- **PROBLEM STATEMENT**:
Give all of the lines again, with nothing added or dropped.

- **DATA SECTION**:
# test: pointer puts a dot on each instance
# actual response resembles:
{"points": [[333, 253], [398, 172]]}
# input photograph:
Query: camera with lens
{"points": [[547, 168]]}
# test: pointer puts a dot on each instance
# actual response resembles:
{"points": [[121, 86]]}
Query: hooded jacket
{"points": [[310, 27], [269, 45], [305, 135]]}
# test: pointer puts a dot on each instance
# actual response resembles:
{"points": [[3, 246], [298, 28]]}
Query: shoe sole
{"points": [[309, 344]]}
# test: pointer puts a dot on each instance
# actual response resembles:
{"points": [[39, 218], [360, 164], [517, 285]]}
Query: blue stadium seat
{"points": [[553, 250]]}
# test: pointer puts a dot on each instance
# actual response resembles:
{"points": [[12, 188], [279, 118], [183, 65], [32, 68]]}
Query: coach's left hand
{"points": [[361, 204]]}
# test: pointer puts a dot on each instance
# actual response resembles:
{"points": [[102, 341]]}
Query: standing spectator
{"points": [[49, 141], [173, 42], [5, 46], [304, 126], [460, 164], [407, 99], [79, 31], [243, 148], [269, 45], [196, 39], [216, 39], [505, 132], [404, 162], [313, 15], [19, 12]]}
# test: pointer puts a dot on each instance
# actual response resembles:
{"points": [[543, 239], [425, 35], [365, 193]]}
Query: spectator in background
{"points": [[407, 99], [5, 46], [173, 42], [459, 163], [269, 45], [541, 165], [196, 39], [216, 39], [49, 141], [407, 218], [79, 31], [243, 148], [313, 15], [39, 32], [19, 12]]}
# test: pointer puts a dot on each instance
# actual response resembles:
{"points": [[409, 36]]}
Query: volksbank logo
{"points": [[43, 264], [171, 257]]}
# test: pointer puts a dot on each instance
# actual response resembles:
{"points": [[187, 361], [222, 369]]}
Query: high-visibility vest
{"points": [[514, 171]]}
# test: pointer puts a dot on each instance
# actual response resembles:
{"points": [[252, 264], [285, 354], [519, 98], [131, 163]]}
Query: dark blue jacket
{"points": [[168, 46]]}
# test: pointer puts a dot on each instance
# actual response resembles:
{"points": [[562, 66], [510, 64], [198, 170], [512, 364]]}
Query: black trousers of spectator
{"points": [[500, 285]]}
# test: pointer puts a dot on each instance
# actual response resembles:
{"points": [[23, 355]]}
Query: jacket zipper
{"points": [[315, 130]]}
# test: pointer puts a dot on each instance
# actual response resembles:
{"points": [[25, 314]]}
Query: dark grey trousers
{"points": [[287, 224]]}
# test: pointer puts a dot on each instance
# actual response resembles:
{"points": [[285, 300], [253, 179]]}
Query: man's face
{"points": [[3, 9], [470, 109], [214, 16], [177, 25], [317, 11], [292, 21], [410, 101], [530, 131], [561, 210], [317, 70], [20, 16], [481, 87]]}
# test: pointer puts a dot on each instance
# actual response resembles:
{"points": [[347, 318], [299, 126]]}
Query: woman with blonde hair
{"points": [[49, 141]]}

- **SOLUTION TO THIS PROBLEM**:
# test: pointer puts a dot on each instance
# actual response resembles:
{"points": [[333, 253], [398, 172]]}
# input photograph:
Query: camera with lens
{"points": [[547, 168]]}
# test: pointer puts a dot on each instance
# actual response resembles:
{"points": [[121, 86]]}
Query: hooded jacket
{"points": [[310, 27], [269, 45], [305, 135]]}
# test: pointer puts a dot on each instance
# actual response resembles:
{"points": [[3, 246], [298, 28]]}
Query: shoe sole
{"points": [[309, 344]]}
# test: pointer puts a dot on each instance
# actual response resembles:
{"points": [[39, 218], [360, 164], [517, 285]]}
Query: blue stadium seat
{"points": [[553, 250]]}
# test: pointer puts a dot on each instance
# actual response resembles:
{"points": [[12, 188], [279, 118], [183, 65], [32, 68]]}
Query: coach's left hand
{"points": [[361, 204]]}
# test: pointer puts a dot on each instance
# actual response resembles:
{"points": [[102, 341]]}
Query: standing spectator
{"points": [[49, 141], [173, 42], [5, 46], [304, 126], [460, 164], [407, 99], [79, 31], [243, 148], [269, 45], [196, 39], [216, 39], [505, 132], [404, 162], [313, 15], [19, 12]]}
# test: pointer puts a dot on each instance
# actual response resembles:
{"points": [[543, 239], [425, 35], [365, 193]]}
Query: spectator in background
{"points": [[407, 99], [5, 46], [173, 42], [459, 163], [269, 45], [541, 165], [196, 39], [216, 39], [49, 141], [407, 218], [79, 31], [243, 148], [313, 15], [39, 32], [19, 12]]}
# test: pointer puts a dot on each instance
# actual response resembles:
{"points": [[409, 36]]}
Query: volksbank logo
{"points": [[43, 264], [171, 257]]}
# test: pointer puts a dot on each instance
# actual response resembles:
{"points": [[187, 361], [222, 369]]}
Query: high-visibility vest
{"points": [[514, 171]]}
# test: pointer puts a dot on each instance
# actual response resembles:
{"points": [[252, 264], [285, 354], [519, 98], [131, 163]]}
Query: dark blue jacket
{"points": [[168, 46]]}
# test: pointer puts a dot on each instance
# actual response resembles:
{"points": [[562, 66], [510, 64], [198, 170], [512, 364]]}
Query: black trousers of spectator
{"points": [[500, 285]]}
# test: pointer puts a dot on each instance
# actual response resembles:
{"points": [[23, 355]]}
Query: jacket zipper
{"points": [[315, 130]]}
# test: pointer puts a dot on each instance
# actual response resembles:
{"points": [[25, 314]]}
Query: dark grey trousers
{"points": [[287, 224]]}
# test: pointer puts a dot on each instance
# actual response resembles:
{"points": [[285, 300], [253, 179]]}
Query: man's face
{"points": [[3, 9], [470, 109], [214, 16], [177, 25], [317, 11], [292, 21], [410, 101], [530, 131], [561, 210], [317, 70], [20, 16], [481, 87]]}
# test: pointer puts a dot on each instance
# actual response resembles:
{"points": [[347, 318], [299, 126]]}
Query: woman with blonde hair
{"points": [[49, 141]]}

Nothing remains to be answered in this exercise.